» **Zu erledigen**
Ändere in allen folgenden Einträgen jedes Vorkommen von „pixel pairs“ in „coordinate pairs“ und gib die Einträge ansonsten unverändert wieder.

» **Rohdaten**
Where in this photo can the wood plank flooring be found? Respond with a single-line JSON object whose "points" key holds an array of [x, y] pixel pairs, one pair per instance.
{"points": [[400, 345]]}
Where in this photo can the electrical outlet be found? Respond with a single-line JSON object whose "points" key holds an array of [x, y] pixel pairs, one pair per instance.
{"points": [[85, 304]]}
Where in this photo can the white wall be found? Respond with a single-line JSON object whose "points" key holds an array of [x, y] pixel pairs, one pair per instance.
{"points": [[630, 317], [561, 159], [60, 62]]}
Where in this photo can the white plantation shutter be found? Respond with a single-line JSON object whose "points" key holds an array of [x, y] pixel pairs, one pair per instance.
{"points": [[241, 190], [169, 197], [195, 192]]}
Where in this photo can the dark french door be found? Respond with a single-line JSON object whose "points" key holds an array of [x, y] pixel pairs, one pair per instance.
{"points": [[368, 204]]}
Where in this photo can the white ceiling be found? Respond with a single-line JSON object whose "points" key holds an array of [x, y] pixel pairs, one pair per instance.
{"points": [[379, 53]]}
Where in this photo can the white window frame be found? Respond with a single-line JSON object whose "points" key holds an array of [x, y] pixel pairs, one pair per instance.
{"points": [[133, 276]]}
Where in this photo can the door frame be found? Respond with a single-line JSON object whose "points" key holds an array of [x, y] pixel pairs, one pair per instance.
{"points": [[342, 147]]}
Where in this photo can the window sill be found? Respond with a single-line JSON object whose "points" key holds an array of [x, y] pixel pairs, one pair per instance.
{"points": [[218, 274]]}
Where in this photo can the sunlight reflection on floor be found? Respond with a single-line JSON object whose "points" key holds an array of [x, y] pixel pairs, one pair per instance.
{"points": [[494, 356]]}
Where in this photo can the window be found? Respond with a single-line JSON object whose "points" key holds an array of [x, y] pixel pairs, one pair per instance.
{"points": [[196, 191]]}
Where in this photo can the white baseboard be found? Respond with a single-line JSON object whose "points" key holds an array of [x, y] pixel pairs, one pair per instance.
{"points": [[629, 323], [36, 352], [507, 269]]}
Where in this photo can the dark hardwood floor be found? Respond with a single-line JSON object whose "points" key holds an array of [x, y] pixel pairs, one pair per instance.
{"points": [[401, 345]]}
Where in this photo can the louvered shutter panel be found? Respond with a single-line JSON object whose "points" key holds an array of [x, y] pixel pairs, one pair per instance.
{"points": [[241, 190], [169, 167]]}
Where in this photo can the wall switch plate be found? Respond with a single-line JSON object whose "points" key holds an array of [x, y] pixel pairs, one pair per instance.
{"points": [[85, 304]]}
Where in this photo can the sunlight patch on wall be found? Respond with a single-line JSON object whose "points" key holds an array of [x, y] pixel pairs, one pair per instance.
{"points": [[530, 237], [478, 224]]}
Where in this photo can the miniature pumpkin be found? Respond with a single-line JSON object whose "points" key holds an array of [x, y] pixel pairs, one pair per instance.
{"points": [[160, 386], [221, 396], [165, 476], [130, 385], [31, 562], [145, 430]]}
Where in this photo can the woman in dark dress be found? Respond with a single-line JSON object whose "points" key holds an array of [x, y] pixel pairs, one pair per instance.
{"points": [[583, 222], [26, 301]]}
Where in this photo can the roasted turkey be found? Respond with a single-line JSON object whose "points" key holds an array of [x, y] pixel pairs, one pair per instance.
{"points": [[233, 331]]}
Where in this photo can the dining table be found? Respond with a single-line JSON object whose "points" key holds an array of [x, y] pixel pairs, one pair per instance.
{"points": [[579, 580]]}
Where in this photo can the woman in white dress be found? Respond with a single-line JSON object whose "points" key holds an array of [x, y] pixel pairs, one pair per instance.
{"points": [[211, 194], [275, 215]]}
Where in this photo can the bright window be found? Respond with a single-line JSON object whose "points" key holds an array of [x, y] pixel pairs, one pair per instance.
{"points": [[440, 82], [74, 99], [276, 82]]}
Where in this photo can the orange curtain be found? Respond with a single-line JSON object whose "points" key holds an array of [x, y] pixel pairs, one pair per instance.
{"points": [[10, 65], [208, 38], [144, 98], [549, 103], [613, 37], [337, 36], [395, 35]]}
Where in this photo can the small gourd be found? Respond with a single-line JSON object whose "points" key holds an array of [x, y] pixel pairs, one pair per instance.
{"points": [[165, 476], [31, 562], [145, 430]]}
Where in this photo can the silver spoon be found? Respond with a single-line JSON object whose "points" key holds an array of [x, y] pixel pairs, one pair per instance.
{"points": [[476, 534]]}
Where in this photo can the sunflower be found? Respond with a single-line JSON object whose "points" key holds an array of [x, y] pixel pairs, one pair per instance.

» **Lösung**
Where in this photo can the wood plank flooring be found? Respond with a single-line JSON object whose "points" key holds an array of [x, y] coordinate pairs, one pair per instance.
{"points": [[400, 345]]}
Where in this photo can the electrical outlet be found? Respond with a single-line JSON object whose "points" key holds an array of [x, y] coordinate pairs, one pair per instance.
{"points": [[85, 304]]}
Where in this photo can the white wall be found? Respond with a single-line JSON object whose "points" key holds an array of [x, y] coordinate pairs, one pair per instance.
{"points": [[630, 317], [561, 159], [60, 62]]}
Where in this photo can the white plantation shutter be found? Respond with a single-line JSON object whose "points" key holds an array of [x, y] coordinate pairs, one pair per instance.
{"points": [[241, 190], [169, 197], [195, 192]]}
Where in this photo can the dark french door be found? Respond with a single-line JSON object whose "points" key holds an array of [x, y] coordinate pairs, one pair per instance.
{"points": [[368, 204]]}
Where in this photo can the white ceiling be found? Respond with a single-line JSON object whose "points" key holds an array of [x, y] coordinate pairs, one pair per instance.
{"points": [[379, 53]]}
Where in this photo can the white window frame be found? Respond with a single-line JSON object whose "points" key holds an array of [x, y] coordinate pairs, one pair per instance.
{"points": [[133, 276]]}
Where in this photo can the door frame be found? Respond with a single-line JSON object whose "points" key holds an array of [x, y] coordinate pairs, one pair per instance.
{"points": [[342, 147]]}
Where in this photo can the window sill be found? Respond with a single-line JSON object whose "points" key holds an array of [x, y] coordinate pairs, one pair per instance.
{"points": [[218, 274]]}
Where in this photo can the sunlight reflection on floor be found? Respond with a single-line JSON object whose "points" key holds an array of [x, y] coordinate pairs, one pair per instance.
{"points": [[494, 356]]}
Where in this photo can the window be found? Respond with a single-line JSON object whose "points" key holds an array of [x, y] coordinate pairs, one pair per instance.
{"points": [[196, 191]]}
Where in this photo can the white baseboard be found? Respond with a single-line JSON object whose "points" key holds an array of [x, y] coordinate pairs, one pair per instance.
{"points": [[629, 323], [36, 352], [507, 269]]}
Where in this photo can the dark hardwood floor be found? Respond with a single-line JSON object whose "points" key holds an array of [x, y] coordinate pairs, one pair per instance.
{"points": [[401, 345]]}
Where in this photo can the louvered shutter panel be found? Respond with a single-line JSON object whose "points" key holds an array of [x, y] coordinate pairs, one pair per instance.
{"points": [[241, 190], [169, 167]]}
Where in this photo can the wall switch plate be found? Respond with a single-line JSON object whose "points" key holds an array of [x, y] coordinate pairs, one pair per instance.
{"points": [[85, 304]]}
Where in this photo can the sunlight patch on wall be found? Respond with a single-line JSON object whose "points" key holds an array of [x, y] coordinate pairs, one pair per instance.
{"points": [[530, 237], [478, 224]]}
Where in this photo can the miniature pumpkin be found? Respond with a single-line JSON object whose "points" key holds an array of [x, y] coordinate pairs, one pair per instance.
{"points": [[160, 386], [221, 396], [165, 476], [130, 385], [31, 562], [145, 430]]}
Where in this photo can the woman in dark dress be found? Respond with a single-line JSON object whose "points" key holds an array of [x, y] coordinate pairs, one pair per instance.
{"points": [[583, 222], [26, 301]]}
Where in this photo can the roasted turkey be found? Respond with a single-line JSON object whose "points" key holds an array of [x, y] coordinate pairs, one pair per instance.
{"points": [[233, 331]]}
Where in this photo can the dining table be found? Respond with a single-line JSON object whose "points" key holds an array of [x, y] coordinate pairs, one pair per instance.
{"points": [[579, 580]]}
Where in this photo can the woman in white dress be found? Respond with a single-line JSON object whose "points" key holds an array of [x, y] coordinate pairs, one pair per instance.
{"points": [[211, 194], [275, 215]]}
Where in this photo can the bright window be found? Respond with a single-line JSON object whose "points" key holds an array of [x, y] coordinate pairs, one pair per instance.
{"points": [[440, 82], [74, 99], [276, 82]]}
Where in this photo can the orange curtain be found? Respond with a single-line JSON object whose "points" key holds an array of [x, y] coordinate pairs, one pair per instance.
{"points": [[10, 65], [208, 38], [144, 98], [549, 103], [613, 37], [337, 36], [395, 35]]}
Where in this photo can the small gourd be found? Respond with a single-line JSON object whose "points" key holds an array of [x, y] coordinate pairs, one pair per instance.
{"points": [[165, 476], [31, 562], [145, 430]]}
Where in this photo can the silver spoon be found? Respond with a single-line JSON object whose "points" key holds an array of [x, y] coordinate pairs, one pair per instance.
{"points": [[476, 534]]}
Where in this photo can the sunflower be found? Respond with a single-line JSON object whose "points" key holds an array of [x, y] coordinate pairs, one pair per instance.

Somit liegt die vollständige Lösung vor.